◆ Directions for this task: Copy out each of the rows below word for word, keeping every line in its original order.

## begin Records for this exercise

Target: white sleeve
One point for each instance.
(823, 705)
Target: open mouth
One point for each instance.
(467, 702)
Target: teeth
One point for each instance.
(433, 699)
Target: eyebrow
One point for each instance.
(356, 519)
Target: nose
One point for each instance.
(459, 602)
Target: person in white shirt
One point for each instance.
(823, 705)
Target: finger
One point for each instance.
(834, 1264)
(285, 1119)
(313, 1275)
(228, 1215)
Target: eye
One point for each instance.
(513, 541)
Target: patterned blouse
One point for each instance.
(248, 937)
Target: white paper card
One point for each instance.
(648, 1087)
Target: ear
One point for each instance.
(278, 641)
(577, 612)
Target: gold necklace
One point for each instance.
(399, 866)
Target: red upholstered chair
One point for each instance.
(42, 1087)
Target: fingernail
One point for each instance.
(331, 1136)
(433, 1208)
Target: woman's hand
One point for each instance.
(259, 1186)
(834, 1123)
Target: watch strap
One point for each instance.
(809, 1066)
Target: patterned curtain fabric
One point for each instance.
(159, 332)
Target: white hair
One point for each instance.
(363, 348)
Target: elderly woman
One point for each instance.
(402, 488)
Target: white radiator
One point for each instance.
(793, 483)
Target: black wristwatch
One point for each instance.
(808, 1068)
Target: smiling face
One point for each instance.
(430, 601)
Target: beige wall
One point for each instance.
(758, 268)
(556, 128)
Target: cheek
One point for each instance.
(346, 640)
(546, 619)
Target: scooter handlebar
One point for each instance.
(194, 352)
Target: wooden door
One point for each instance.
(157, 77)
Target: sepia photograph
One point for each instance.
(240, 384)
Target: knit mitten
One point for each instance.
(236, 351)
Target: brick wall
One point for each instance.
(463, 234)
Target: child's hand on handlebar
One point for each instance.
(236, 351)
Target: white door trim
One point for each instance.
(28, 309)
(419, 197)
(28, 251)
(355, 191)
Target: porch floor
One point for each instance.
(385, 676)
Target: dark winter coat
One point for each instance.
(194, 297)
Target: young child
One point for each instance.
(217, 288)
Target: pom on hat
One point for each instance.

## end Records for this exercise

◆ Answer to the exercise:
Target: white sleeve
One point for each instance.
(823, 705)
Target: open mouth
One point for each instance.
(467, 702)
Target: teeth
One point for each instance.
(433, 699)
Target: eyebrow
One point for each instance.
(356, 519)
Target: nose
One point for each instance.
(459, 602)
Target: person in white shirt
One point for each instance.
(823, 705)
Target: finger
One point for each instance.
(834, 1264)
(285, 1119)
(313, 1275)
(228, 1215)
Target: eye
One point for each instance.
(513, 541)
Target: patterned blouse
One point for each instance.
(248, 937)
Target: white paper card
One point for each instance.
(648, 1087)
Target: ear
One point for each instance.
(278, 641)
(577, 612)
Target: gold necklace
One point for each instance.
(399, 866)
Target: red upholstered chair
One point for each instance.
(42, 1087)
Target: fingernail
One point for each instance.
(331, 1136)
(433, 1208)
Target: woman's hand
One point for each instance.
(259, 1186)
(834, 1123)
Target: watch strap
One point for each instance.
(809, 1066)
Target: patterned curtain fabric
One point for each instance.
(159, 332)
Target: white hair
One point for each instance.
(363, 348)
Target: elderly woman
One point for each instance.
(402, 488)
Target: white radiator
One point for each instance.
(793, 483)
Target: black wristwatch
One point for each instance.
(808, 1068)
Target: smiling face
One point for each instance.
(430, 601)
Target: beige wall
One point for each instance.
(758, 268)
(556, 128)
Target: cheek
One point for each instance.
(346, 640)
(546, 619)
Target: scooter handlebar
One point for each instance.
(194, 352)
Target: wooden door
One point for each instance.
(157, 77)
Target: sepia photograph
One point for each instance.
(240, 384)
Target: knit mitten
One point for each instance.
(236, 351)
Target: brick wall
One point for each instance.
(463, 234)
Target: child's hand on handlebar
One point for each instance.
(236, 351)
Target: white door trim
One point for each instance.
(28, 309)
(419, 197)
(28, 251)
(355, 191)
Target: porch floor
One point for each instance.
(385, 676)
Target: dark winter coat
One point for each instance.
(194, 297)
Target: young child
One point for each instance.
(217, 288)
Target: pom on hat
One point for each instance.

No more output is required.